▶ [EXERCISE DETAILS] For the records below, reproduce exactly the line that contains "Target = large tree with spreading branches" and all subsequent lines, with nothing left out and nothing added.

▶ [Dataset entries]
+===+

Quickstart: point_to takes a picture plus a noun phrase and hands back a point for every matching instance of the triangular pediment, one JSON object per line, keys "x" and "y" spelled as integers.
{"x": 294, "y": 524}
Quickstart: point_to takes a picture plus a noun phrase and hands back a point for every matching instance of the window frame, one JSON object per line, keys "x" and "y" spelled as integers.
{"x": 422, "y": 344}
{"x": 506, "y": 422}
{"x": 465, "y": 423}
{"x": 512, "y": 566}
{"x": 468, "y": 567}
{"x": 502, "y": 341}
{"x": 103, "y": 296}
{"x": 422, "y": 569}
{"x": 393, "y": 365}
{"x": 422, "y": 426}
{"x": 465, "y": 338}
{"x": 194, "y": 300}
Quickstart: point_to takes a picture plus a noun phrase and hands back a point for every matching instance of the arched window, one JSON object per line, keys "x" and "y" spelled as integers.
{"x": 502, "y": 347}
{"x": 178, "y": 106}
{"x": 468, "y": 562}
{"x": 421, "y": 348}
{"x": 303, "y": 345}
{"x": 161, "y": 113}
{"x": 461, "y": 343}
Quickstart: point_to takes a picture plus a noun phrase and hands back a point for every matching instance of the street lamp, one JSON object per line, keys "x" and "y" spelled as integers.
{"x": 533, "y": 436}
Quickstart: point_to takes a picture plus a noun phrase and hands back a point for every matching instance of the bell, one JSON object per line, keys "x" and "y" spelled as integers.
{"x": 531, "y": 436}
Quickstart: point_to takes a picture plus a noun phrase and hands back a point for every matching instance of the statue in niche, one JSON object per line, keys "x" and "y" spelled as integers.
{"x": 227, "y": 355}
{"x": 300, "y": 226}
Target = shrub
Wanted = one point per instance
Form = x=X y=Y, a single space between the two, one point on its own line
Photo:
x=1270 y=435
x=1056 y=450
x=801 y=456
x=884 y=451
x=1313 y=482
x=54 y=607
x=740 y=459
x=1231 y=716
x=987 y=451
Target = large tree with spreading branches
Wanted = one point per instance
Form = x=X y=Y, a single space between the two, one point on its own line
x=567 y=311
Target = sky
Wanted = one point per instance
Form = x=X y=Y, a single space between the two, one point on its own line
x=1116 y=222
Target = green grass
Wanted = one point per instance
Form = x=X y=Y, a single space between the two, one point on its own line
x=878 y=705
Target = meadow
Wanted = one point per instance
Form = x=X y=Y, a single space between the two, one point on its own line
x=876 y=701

+===+

▶ [REPLY]
Target = large tree with spreading branches
Wanted = one point per instance
Form = x=X y=Y, a single space between the two, one point on its own line
x=567 y=311
Target = sky
Wanted = one point per instance
Form = x=X y=Y, a single space between the two, one point on its own line
x=1116 y=222
Target = green grass
Wanted = one point per instance
Form = x=X y=Y, a single space between the two, one point on its own line
x=878 y=705
Target = meadow
Wanted = one point per instance
Form = x=X y=Y, a single space between the two, one point on its own line
x=876 y=701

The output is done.